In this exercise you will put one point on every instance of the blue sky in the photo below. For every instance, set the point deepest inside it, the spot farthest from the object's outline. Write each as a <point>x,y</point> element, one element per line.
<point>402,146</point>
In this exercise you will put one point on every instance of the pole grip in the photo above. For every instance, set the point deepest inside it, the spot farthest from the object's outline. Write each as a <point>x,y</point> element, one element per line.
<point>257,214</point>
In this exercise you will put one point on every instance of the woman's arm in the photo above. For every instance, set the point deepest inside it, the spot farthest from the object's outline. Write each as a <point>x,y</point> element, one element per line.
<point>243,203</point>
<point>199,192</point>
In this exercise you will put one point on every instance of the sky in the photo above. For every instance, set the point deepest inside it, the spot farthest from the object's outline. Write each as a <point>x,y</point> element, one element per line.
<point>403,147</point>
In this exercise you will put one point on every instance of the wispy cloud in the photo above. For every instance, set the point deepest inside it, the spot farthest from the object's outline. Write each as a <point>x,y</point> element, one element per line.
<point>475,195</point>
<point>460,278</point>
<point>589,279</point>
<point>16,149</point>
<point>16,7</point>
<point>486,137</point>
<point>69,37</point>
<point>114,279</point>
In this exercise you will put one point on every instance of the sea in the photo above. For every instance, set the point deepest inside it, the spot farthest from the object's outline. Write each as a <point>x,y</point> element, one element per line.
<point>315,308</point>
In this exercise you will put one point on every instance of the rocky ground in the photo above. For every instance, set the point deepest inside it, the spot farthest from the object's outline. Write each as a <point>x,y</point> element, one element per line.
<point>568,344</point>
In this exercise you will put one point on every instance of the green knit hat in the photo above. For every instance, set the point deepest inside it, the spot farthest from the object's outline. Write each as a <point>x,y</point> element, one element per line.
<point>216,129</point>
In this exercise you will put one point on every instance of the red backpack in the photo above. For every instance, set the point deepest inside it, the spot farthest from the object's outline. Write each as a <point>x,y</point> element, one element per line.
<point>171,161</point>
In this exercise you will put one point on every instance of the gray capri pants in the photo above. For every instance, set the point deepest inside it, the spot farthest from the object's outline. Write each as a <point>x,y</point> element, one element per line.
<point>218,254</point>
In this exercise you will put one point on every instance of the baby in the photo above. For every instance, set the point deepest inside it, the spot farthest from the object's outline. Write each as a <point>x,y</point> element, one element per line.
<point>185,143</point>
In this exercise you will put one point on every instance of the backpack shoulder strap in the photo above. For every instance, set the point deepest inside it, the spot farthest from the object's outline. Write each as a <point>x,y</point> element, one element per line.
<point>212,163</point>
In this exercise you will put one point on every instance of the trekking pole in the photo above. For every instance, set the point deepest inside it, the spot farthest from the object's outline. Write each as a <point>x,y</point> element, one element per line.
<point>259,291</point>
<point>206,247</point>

******

* [Stated problem] Quote verbatim the part of the entries above that opens with the line containing "instance of the sea" and closes with the line containing "<point>315,308</point>", including both of those lines.

* [Task result]
In this exercise you will put one point on every instance of the sea in the photo above. For every instance, set the point deepest inside it, the spot farthest from the object's outline. Write each as a <point>x,y</point> element, one element per line.
<point>315,308</point>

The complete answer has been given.